**To do**. Transcribe the records that follow, preserving every word.

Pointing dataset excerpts
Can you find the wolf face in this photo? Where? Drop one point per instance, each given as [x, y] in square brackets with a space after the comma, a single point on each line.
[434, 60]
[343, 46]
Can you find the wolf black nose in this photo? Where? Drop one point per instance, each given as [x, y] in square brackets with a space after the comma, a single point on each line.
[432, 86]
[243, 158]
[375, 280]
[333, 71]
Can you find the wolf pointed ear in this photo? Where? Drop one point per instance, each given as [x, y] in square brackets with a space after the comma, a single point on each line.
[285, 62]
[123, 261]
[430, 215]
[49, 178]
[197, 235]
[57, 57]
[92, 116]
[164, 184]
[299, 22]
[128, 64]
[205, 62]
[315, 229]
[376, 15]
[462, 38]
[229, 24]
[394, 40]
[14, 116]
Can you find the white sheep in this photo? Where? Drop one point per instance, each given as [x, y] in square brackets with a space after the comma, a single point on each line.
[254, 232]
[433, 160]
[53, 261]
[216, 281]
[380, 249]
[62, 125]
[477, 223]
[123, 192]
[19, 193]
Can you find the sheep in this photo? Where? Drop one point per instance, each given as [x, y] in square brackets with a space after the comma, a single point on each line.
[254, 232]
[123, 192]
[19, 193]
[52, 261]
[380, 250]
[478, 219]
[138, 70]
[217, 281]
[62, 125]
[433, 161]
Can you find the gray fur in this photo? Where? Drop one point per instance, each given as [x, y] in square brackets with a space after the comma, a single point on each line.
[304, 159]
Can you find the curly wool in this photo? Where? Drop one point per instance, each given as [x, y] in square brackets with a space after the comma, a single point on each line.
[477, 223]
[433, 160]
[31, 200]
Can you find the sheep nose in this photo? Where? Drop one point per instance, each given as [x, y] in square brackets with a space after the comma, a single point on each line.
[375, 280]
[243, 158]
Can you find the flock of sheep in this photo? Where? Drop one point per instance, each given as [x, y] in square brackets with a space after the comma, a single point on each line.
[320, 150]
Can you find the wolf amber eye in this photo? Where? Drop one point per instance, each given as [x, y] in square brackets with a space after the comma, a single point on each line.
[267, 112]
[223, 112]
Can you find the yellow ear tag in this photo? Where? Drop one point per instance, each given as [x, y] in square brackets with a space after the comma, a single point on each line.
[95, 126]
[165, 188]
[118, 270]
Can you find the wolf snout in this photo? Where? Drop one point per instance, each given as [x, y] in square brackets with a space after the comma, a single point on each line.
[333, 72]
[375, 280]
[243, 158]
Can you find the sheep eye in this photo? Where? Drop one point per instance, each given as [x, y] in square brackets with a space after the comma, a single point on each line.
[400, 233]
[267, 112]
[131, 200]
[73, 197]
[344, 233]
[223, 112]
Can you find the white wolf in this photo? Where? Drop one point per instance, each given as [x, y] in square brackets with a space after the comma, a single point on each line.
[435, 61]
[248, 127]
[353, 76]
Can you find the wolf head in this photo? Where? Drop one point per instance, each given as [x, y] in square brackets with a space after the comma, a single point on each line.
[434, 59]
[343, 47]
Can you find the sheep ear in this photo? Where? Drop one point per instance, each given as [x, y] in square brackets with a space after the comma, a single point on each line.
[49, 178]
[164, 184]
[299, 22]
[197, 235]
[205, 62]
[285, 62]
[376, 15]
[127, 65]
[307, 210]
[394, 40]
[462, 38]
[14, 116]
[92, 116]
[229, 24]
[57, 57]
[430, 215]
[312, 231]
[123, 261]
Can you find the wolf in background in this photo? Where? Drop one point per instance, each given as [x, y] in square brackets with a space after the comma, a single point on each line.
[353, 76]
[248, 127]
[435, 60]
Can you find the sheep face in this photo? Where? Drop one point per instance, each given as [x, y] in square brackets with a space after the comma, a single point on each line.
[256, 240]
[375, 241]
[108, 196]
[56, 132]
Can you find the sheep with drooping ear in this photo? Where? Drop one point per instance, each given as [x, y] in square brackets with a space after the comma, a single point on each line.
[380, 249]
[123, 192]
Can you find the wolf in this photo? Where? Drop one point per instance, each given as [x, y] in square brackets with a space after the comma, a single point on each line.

**Solution**.
Can you find the wolf face in this photo? Where? Drop one point per instance, each given as [x, y] in square brackets with a space after the comma, a single point on each line.
[434, 60]
[343, 46]
Can you find the wolf black nose in this photo? Where? Drop one point per instance, each given as [x, y] in square brackets with a space after the comma, a single point on each line.
[432, 86]
[243, 158]
[375, 280]
[333, 71]
Can you find the wolf pointed ear in this photo? Where? Drop one point per instance, each given as [x, y] in square brackets with a space after the comma, a single point on each line.
[285, 62]
[123, 261]
[430, 215]
[49, 178]
[197, 235]
[57, 57]
[92, 116]
[164, 184]
[299, 22]
[128, 64]
[205, 62]
[315, 229]
[376, 15]
[462, 38]
[229, 24]
[394, 40]
[14, 116]
Can you find the white sheep in this photo? Where? Drop one point per instance, each given as [x, y] in square brackets with a space after the comma, a single point on each line.
[254, 232]
[433, 160]
[53, 261]
[216, 281]
[380, 249]
[62, 125]
[477, 223]
[123, 192]
[19, 193]
Can you find the sheep in this photo? Where? Drop one point per instance, each given as [x, y] in square brackets with a space after the comma, a single point on each line.
[254, 232]
[123, 192]
[19, 193]
[52, 261]
[380, 250]
[478, 219]
[138, 70]
[217, 281]
[62, 125]
[433, 161]
Can you find the gray fur in this photo? Where? Drop one point per instance, each given as [x, y] in square brackets with a space after the comma, a single point on each line.
[304, 159]
Can you find the curly wool in this photo? Where? Drop one point per instance, each given as [x, y] in square brackets with a space after the comma, a single point on each line.
[477, 223]
[433, 160]
[31, 200]
Can you find the sheep nose in this photo? Where? Drop one point per instance, each given as [x, y] in square brackets with a space after the comma, a single point on each line.
[375, 280]
[243, 158]
Can you find the flock of sheep in this photo? Where? Drop one point per instance, each given as [x, y] in square brackets with a space after the comma, a single point on each line.
[320, 150]
Can you find the wolf amber eye in this photo? Where? Drop one point per instance, each given as [x, y] in square brackets with a space after the comma, a single point on each line.
[267, 112]
[223, 112]
Can you find the yellow ear tag in this photo? Where? Drop one point per instance, each given as [x, y] in square brackets with a space after the comma, a single point on each line.
[95, 126]
[165, 188]
[118, 270]
Can you find the wolf snout in this photo? Where? Drop one point per instance, each given as [x, y] in square brackets with a space after the comma, a single point on each line.
[333, 72]
[375, 280]
[243, 158]
Can you find the sheep eye in this photo? Where? Drop one point per instance, each given as [x, y] in square brackets with a space after the comma, a single point on each line.
[400, 233]
[267, 112]
[131, 200]
[73, 197]
[344, 233]
[223, 112]
Can you find the white wolf in this photo? Where? Drop one point per instance, each given as [x, y] in square brackets with a space after the comma, a single point on each line.
[435, 61]
[248, 127]
[353, 76]
Can you find the wolf head in this photo? Where? Drop one point per instance, each given as [x, y] in square brackets with a space after the comma, a single point on each line.
[434, 59]
[343, 47]
Can you find the sheep ear in this photo? Where? Drop one point per instance, each given as [x, y] in square brackets with a space after the comma, a single point on each line.
[49, 178]
[164, 184]
[299, 22]
[197, 235]
[205, 62]
[285, 62]
[376, 15]
[127, 65]
[307, 210]
[394, 40]
[462, 38]
[14, 116]
[92, 116]
[229, 24]
[57, 57]
[430, 215]
[312, 231]
[123, 261]
Can you find the wolf in background in this photo? Where? Drop one point per instance, each given as [x, y] in square brackets with a space after the comma, a single point on each line.
[353, 76]
[248, 127]
[435, 60]
Can you find the sheep face in this photo? Where? Drop one point per instance, each given as [x, y] in square brackets with a space after the comma, a single point on each line.
[256, 240]
[375, 241]
[108, 196]
[56, 132]
Can you find the sheep with drooping ear in this photo? Where? Drop one point per instance, each given as [x, y] in square brackets with a space after the comma, a single point on each line.
[380, 249]
[123, 192]
Can you find the wolf in this photo? Where? Drop one point per instance, each given as [x, y] in square brackets with a space after the comma, a single point on each line.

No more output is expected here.